+++ Data excerpts +++
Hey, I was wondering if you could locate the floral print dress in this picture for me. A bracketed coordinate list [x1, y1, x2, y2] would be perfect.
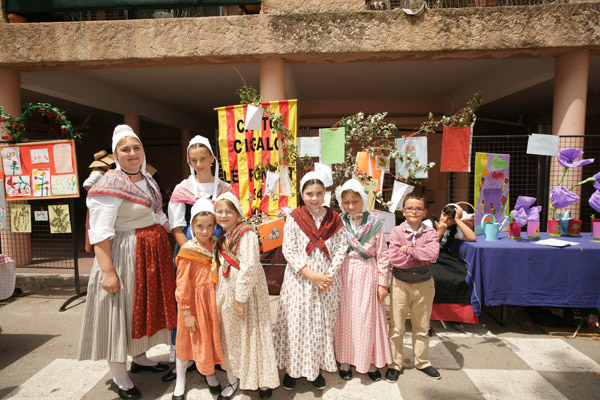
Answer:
[274, 213, 348, 380]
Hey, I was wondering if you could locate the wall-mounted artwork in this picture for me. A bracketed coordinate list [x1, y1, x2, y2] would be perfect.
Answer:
[48, 204, 71, 234]
[10, 204, 31, 233]
[0, 140, 79, 200]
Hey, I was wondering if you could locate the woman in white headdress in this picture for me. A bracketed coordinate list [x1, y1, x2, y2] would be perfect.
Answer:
[273, 167, 348, 391]
[78, 125, 176, 400]
[333, 179, 391, 382]
[168, 135, 234, 249]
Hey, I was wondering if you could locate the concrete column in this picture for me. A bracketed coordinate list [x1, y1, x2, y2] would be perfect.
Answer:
[123, 114, 140, 135]
[0, 68, 32, 266]
[260, 58, 286, 102]
[181, 129, 191, 177]
[550, 50, 589, 220]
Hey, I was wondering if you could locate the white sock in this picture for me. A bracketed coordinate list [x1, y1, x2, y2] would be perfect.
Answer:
[221, 372, 238, 397]
[369, 364, 377, 373]
[133, 353, 157, 366]
[206, 373, 218, 386]
[340, 363, 351, 372]
[108, 361, 134, 390]
[174, 358, 189, 396]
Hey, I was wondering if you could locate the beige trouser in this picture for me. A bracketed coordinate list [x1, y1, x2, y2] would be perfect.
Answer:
[388, 276, 435, 370]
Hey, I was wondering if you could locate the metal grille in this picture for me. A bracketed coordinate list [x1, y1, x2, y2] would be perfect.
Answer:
[448, 134, 600, 232]
[3, 199, 77, 269]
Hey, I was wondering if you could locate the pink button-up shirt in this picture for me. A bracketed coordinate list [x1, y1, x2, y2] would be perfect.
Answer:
[388, 222, 439, 270]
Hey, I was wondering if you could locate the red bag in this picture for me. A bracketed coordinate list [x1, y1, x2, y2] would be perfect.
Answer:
+++
→ **Action item**: Print the whole listing above exactly, and keep every picture out of the copy.

→ **Exercise solution**:
Hey, I was wondering if you could locate the floral print dress in this picture for me. A bracketed coordinate list [x1, y1, x2, y2] would be perfect.
Answer:
[274, 213, 348, 380]
Hey, I was wondering if you could locate the wall-mounted artwork in this picture for me. A bracketed coordinate list [x1, y1, x2, y2] would be perfect.
Answer:
[48, 204, 71, 234]
[10, 204, 31, 233]
[0, 140, 79, 200]
Hey, I was wondering if you could locate the woman in white headdress in this picture for me. A bracketed coordinate list [x1, y1, x2, y2] would be perfect.
Answer:
[273, 167, 348, 391]
[78, 125, 176, 400]
[333, 179, 391, 382]
[168, 135, 234, 249]
Hey, I was wondering if you could locate the concrete column in this picture for me. A bracketed coordinate list [x1, y1, x2, y2] would be perfect.
Answer:
[123, 114, 140, 135]
[0, 68, 32, 266]
[260, 58, 286, 102]
[181, 129, 191, 177]
[550, 50, 589, 220]
Hey, I was wondering if you could locate the white sock in this picture for me. A bracketed coordinate list [x1, y1, x2, y2] would be perfect.
Answer:
[221, 372, 238, 397]
[369, 364, 377, 373]
[133, 353, 157, 366]
[206, 373, 218, 386]
[340, 363, 351, 372]
[108, 361, 134, 390]
[174, 358, 189, 396]
Hey, I was wondering if you could locate the beige trouser in this picture for me. A bracketed coordinate list [x1, y1, x2, y2] would be perfect.
Answer:
[388, 276, 435, 370]
Hey, I was wondering if you could locate the metal grille in this picture for me. A bracketed coordinate list [x1, y1, x2, y2] would be perfect.
Answer:
[448, 134, 600, 232]
[3, 199, 77, 269]
Hey, I was wondering if you could locate the pink button-up shirt in this picture for me. A bracketed coordinate list [x1, y1, x2, y2] would be perfect.
Answer:
[388, 222, 439, 270]
Hey, I was wondering if you could locate the red bag in this picture for me. A bracketed coordinate list [x1, y1, x2, y2] would be perfect.
Answer:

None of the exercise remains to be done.